Your task: Beginning at the line that includes "one point per" in the entries below, print each line exactly as it appears, through the last one.

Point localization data
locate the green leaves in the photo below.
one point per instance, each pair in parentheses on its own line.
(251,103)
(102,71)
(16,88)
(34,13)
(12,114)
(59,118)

Reply:
one point per instance, each pair in parentheses on its own line.
(251,103)
(102,71)
(16,88)
(34,13)
(12,114)
(59,118)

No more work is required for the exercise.